October 14, 2004
Death Toll from Israel's Gaza Offensive Rises to 100
Israeli air strikes killed five Palestinians in Gaza Thursday as the Palestinian death toll rose to 100 in a 16-day-old army offensive aimed at crushing militants behind rocket salvos into Israel.
By Nidal al-Mughrabi
GAZA (Reuters) - Israeli air strikes killed five Palestinians in Gaza Thursday as the Palestinian death toll rose to 100 in a 16-day-old army offensive aimed at crushing militants behind rocket salvos into Israel.
Hours later Israeli television said Prime Minister Ariel Sharon (news - web sites) was weighing a plan to significantly scale back the size of Israel's force in northern Gaza. His office had no comment.
Sharon -- who ordered the incursion after two Israeli children died in a rocket attack last month -- seeks a triumph over militants to help overcome rightist opposition to his plan to withdraw Jewish settlers from Gaza.
Hawks inside and outside Sharon's fraying coalition reject any pullback from territories Israel captured in the 1967 Middle East war as "appeasement of Palestinian terrorism."

★ ★ ★ ★

• Set of tasks:
1. In the Gaza offensive article, what event led Sharon to order the incursion?
2. Set down the Gaza offensive article word for word, starting with "Sharon -- who" and going on through "settlers from Gaza.".
The listing after this point is separate material with no connection to the Gaza offensive article.

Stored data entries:
★ ★ ★ ★

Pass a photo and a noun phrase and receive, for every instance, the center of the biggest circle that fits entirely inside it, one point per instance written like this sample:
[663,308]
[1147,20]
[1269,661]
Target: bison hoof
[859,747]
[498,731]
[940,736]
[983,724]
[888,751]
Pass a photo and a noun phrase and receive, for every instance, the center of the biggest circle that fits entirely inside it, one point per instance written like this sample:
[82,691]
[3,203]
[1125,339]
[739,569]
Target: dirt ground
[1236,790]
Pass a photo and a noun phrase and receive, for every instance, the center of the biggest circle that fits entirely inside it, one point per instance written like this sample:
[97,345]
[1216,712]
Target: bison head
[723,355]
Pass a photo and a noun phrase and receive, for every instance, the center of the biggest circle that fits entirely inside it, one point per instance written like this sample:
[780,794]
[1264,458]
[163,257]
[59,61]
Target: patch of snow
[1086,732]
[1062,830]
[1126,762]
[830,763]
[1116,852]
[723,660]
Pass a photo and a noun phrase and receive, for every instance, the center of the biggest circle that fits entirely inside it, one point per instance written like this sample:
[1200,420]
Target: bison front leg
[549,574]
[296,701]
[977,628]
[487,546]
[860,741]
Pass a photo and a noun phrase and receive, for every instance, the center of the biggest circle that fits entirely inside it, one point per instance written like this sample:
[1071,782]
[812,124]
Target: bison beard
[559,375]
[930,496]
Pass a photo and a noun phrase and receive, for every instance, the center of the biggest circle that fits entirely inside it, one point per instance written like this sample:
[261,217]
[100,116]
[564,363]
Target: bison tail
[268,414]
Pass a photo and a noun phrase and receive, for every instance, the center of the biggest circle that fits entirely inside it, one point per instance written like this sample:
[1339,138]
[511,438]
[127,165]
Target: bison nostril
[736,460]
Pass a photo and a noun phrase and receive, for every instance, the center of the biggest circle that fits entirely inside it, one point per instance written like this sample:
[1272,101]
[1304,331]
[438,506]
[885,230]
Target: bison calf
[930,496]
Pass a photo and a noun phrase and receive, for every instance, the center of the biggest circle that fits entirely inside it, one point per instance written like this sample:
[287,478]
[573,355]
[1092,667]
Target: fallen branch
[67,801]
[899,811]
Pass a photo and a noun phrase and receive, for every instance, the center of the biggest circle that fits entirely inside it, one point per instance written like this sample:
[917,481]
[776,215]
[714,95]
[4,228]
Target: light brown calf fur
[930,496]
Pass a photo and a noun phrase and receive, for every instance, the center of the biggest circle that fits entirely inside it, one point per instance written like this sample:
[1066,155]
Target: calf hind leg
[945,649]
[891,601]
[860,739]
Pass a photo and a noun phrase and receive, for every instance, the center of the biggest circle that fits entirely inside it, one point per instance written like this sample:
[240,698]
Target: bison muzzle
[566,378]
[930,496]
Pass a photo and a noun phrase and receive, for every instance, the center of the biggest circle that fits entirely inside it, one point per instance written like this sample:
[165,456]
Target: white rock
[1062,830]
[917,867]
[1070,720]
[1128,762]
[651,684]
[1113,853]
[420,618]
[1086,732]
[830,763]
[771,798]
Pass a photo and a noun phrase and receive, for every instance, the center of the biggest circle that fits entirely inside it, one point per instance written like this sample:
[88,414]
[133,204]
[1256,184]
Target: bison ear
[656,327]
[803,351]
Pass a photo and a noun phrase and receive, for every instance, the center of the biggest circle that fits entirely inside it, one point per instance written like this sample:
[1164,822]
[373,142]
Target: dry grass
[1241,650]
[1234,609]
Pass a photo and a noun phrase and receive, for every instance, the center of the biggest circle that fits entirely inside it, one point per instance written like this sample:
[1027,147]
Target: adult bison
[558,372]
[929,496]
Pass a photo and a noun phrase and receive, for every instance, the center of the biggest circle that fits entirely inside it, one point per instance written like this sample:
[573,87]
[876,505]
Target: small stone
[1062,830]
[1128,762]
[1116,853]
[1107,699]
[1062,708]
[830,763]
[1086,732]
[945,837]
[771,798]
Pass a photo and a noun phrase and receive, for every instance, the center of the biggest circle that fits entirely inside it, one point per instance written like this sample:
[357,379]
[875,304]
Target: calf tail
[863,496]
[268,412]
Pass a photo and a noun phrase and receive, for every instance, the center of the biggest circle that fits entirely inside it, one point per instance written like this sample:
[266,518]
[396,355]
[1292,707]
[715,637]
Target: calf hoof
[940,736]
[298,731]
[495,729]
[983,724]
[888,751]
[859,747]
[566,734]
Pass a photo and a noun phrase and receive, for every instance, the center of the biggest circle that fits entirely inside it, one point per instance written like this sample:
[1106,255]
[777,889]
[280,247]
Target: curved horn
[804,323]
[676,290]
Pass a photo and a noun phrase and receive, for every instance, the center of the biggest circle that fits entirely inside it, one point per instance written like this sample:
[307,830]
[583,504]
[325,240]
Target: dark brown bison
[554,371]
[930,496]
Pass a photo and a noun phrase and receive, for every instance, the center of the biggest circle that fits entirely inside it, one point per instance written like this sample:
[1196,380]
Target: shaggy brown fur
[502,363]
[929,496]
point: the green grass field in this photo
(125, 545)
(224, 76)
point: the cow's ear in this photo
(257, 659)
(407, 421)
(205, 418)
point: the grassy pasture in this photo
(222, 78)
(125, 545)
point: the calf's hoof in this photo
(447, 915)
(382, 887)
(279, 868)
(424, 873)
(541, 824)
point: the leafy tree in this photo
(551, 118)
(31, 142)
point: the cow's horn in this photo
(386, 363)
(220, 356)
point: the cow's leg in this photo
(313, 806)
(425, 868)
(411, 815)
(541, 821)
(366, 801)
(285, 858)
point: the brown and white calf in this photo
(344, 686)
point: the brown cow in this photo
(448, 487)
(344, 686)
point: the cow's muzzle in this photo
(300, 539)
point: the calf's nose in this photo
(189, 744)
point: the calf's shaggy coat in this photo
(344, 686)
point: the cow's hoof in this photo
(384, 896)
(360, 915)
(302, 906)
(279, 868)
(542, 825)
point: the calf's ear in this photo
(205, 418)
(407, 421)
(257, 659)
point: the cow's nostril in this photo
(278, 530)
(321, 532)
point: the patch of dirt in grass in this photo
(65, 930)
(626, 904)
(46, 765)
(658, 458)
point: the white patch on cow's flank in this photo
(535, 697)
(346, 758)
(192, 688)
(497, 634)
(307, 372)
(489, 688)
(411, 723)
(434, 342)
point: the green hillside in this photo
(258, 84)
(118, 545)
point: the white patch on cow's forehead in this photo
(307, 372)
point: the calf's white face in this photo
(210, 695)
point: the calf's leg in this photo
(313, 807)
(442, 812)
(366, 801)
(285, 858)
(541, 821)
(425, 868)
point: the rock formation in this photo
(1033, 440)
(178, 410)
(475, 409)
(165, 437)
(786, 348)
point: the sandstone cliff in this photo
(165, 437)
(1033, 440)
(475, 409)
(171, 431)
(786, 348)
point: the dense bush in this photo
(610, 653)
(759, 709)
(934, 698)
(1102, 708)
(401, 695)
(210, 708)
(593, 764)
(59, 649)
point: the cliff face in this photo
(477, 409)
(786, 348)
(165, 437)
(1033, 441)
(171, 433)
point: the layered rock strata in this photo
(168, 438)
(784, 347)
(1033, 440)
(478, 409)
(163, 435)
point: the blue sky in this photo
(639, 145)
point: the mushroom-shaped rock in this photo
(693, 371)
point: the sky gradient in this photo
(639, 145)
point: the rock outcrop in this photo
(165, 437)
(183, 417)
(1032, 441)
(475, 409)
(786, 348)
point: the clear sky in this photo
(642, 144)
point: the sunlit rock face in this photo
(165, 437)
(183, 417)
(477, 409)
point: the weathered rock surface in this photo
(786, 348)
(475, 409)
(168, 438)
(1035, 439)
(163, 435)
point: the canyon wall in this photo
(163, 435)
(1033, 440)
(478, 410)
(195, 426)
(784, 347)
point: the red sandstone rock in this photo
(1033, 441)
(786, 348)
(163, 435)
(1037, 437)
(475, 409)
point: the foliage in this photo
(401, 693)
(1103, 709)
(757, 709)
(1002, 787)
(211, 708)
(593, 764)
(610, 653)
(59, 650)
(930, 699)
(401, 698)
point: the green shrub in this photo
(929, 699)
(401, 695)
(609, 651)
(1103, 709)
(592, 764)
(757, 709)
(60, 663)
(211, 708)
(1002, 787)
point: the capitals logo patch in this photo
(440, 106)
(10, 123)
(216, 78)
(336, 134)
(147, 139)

★ ★ ★ ★

• Solutions to the tasks:
1. Two Israeli children died in a rocket attack last month.

2.
Sharon -- who ordered the incursion after two Israeli children died in a rocket attack last month -- seeks a triumph over militants to help overcome rightist opposition to his plan to withdraw Jewish settlers from Gaza.